===== Records for this exercise

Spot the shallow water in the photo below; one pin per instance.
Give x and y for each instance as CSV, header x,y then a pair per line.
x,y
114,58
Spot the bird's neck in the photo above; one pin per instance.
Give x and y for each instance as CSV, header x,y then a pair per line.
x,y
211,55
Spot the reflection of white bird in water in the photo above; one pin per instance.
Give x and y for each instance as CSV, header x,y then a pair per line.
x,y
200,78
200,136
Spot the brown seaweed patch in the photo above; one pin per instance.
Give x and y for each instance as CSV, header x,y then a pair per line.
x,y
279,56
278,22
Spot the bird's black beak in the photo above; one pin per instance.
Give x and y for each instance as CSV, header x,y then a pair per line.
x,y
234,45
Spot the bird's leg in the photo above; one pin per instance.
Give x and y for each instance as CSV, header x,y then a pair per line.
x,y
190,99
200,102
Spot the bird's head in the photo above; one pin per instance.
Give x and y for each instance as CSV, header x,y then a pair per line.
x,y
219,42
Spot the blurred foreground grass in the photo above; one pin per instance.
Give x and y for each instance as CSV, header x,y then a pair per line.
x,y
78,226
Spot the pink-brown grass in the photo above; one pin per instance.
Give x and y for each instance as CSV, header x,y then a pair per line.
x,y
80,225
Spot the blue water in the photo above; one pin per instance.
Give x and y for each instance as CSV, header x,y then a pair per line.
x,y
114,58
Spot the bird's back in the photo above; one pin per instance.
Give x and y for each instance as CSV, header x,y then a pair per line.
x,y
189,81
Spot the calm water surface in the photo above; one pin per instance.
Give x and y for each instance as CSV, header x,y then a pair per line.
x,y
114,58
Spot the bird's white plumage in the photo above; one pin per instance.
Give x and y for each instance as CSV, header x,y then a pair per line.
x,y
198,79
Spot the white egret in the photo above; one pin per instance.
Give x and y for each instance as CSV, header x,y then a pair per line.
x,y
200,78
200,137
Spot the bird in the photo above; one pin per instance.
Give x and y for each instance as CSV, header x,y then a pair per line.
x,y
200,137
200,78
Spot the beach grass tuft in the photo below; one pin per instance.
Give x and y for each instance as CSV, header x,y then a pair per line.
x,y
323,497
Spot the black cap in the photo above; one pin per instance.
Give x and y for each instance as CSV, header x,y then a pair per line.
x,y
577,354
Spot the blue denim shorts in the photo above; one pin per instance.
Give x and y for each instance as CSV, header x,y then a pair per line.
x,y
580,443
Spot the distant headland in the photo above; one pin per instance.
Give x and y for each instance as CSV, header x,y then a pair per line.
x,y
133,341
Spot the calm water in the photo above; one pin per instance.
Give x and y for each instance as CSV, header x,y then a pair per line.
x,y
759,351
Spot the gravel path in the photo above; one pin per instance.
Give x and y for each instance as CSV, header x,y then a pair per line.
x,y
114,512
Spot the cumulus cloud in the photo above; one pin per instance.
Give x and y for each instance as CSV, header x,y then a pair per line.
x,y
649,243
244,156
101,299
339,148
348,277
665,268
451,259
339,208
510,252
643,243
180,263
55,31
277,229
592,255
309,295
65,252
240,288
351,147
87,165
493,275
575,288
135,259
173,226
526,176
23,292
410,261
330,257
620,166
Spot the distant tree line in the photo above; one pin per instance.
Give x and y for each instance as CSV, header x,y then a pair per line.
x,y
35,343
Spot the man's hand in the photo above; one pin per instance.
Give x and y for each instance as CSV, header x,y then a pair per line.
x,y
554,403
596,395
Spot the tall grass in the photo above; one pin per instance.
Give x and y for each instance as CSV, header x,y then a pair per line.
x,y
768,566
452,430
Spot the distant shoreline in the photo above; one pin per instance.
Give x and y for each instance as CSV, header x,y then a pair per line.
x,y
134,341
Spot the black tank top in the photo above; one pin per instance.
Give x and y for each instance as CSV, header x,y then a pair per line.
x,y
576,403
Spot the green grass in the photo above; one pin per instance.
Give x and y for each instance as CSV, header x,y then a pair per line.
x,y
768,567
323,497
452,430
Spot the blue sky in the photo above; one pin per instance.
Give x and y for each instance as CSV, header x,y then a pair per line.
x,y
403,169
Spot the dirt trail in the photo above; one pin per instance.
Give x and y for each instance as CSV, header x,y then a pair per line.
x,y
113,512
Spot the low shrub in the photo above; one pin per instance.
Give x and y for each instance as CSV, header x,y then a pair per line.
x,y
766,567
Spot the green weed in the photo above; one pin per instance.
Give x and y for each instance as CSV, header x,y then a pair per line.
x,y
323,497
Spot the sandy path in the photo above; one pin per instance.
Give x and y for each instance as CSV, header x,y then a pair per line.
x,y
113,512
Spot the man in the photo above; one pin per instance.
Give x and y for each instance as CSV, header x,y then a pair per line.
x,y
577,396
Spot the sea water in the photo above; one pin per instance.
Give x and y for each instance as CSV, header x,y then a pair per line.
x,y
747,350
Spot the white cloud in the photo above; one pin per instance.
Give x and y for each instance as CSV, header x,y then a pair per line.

==========

**Your task**
Repeat the data above exactly.

**The response**
Spot the shallow water in the photo below; one pin per instance.
Give x and y for each instance as CSV, header x,y then a pair per line.
x,y
114,58
Spot the bird's neck in the photo above; one pin per instance.
Give x and y for each instance as CSV, header x,y then a pair per line.
x,y
211,55
Spot the reflection of white bird in water in the photo above; one pin per instance.
Give x and y for each instance as CSV, header x,y then a pair per line.
x,y
200,78
200,136
Spot the brown seaweed patch in the photo above; one pin per instance.
Give x and y for each instance as CSV, header x,y then a pair per line.
x,y
279,56
278,22
Spot the bird's black beak in the photo above; one pin per instance.
Give x and y for each instance as CSV, header x,y then a pair per line.
x,y
234,45
Spot the bird's leg in the photo above; one pin per instance.
Give x and y for each instance as CSV, header x,y then a pair per line.
x,y
190,99
200,102
Spot the bird's head in the photo above; one pin per instance.
Give x and y for each instance as CSV, header x,y then a pair per line.
x,y
219,42
Spot the blurred foreground grass in the photo above; one pin per instance.
Give x and y for each instance as CSV, header x,y then a pair per line.
x,y
78,226
Spot the pink-brown grass in the photo above; one pin per instance.
Give x and y for each instance as CSV, header x,y then a pair per line.
x,y
80,225
Spot the blue water in the photo above; one pin per instance.
Give x and y for each instance as CSV, header x,y then a pair per line.
x,y
114,58
Spot the bird's back in the photo above; one pin per instance.
Give x and y for each instance as CSV, header x,y then a pair per line.
x,y
189,81
Spot the calm water surface in the photo above; one pin per instance.
Give x and y for each instance as CSV, header x,y then a pair per line.
x,y
114,58
Spot the bird's white plumage in the photo above; one pin per instance.
Give x and y for each instance as CSV, header x,y then a pair per line.
x,y
198,79
Spot the white egret in the photo above; one pin per instance.
Give x and y for each instance as CSV, header x,y then a pair per line.
x,y
200,78
200,137
Spot the bird in the photo above; one pin per instance.
Give x and y for each instance as CSV, header x,y then a pair per line.
x,y
200,137
200,78
Spot the beach grass tuft in the photo below; one pin per instance.
Give x and y for each instance as CSV, header x,y then a pair per line.
x,y
323,497
Spot the black cap in the photo above; one pin per instance.
Give x and y for each instance as CSV, header x,y then a pair per line.
x,y
577,354
Spot the blue denim shorts in the photo above; one pin per instance.
Give x and y for each instance as CSV, header x,y then a pair per line.
x,y
580,443
Spot the distant headland in the photo above; one pin per instance.
Give x and y for each instance as CSV, header x,y then a pair per line.
x,y
133,341
Spot the calm water in the photo above; one pin per instance.
Give x and y for each instance as CSV, header x,y then a pair per line.
x,y
759,351
Spot the gravel path in the photo above; one pin per instance.
Give x and y for each instance as CSV, header x,y then a pair per line.
x,y
114,512
Spot the cumulus cloud in the photo above; one pin per instance.
Give x and y for each instance as CSV, header x,y then a pair per line.
x,y
649,243
244,156
101,299
339,148
348,277
665,268
451,259
339,208
510,252
643,243
180,263
55,31
277,229
592,255
309,295
65,252
240,288
351,147
87,165
493,275
575,288
135,259
173,226
526,176
23,292
410,261
330,257
620,166
Spot the distant tree line in the photo above; one pin per instance.
Give x and y for each instance as CSV, header x,y then a pair per line.
x,y
35,343
Spot the man's hand in the photo above; one pin per instance.
Give x and y for each instance as CSV, header x,y then a pair per line.
x,y
554,403
596,395
Spot the tall grass in the photo above; one pin per instance.
Give x and y for each instance as CSV, header x,y then a pair per line.
x,y
768,566
452,430
Spot the distant shoreline in the photo above; one pin per instance.
Give x and y for each instance as CSV, header x,y then a pair per line.
x,y
134,341
Spot the black tank top in the photo above; one pin per instance.
Give x and y for each instance as CSV, header x,y then a pair per line.
x,y
576,403
Spot the green grass in the photo above; one pin per instance.
Give x and y for each instance as CSV, header x,y then a pair per line.
x,y
768,567
323,497
452,430
Spot the blue sky in the photo above; one pin per instance.
Give x and y for each instance as CSV, header x,y then a pair per line.
x,y
403,169
Spot the dirt trail in the photo above; one pin per instance.
Give x and y for each instance as CSV, header x,y then a pair per line.
x,y
113,512
Spot the low shrub in the photo above; one pin per instance.
Give x and y for each instance as CSV, header x,y then a pair per line.
x,y
766,567
Spot the green weed in the photo above; one pin per instance.
Give x and y for each instance as CSV, header x,y then a pair per line.
x,y
323,497
Spot the sandy path in the photo above; one pin per instance.
Give x and y for each instance as CSV, header x,y then a pair per line.
x,y
113,512
Spot the man in the photo above; one pin per instance.
Give x and y for each instance as CSV, header x,y then a pair per line.
x,y
577,396
Spot the sea water in the photo above; one pin per instance.
Give x and y for each instance as CSV, header x,y then a pair per line.
x,y
747,350
Spot the white cloud in the photo above; one pin per instance.
Give x and y for each instance as CSV, header x,y then a pair per line.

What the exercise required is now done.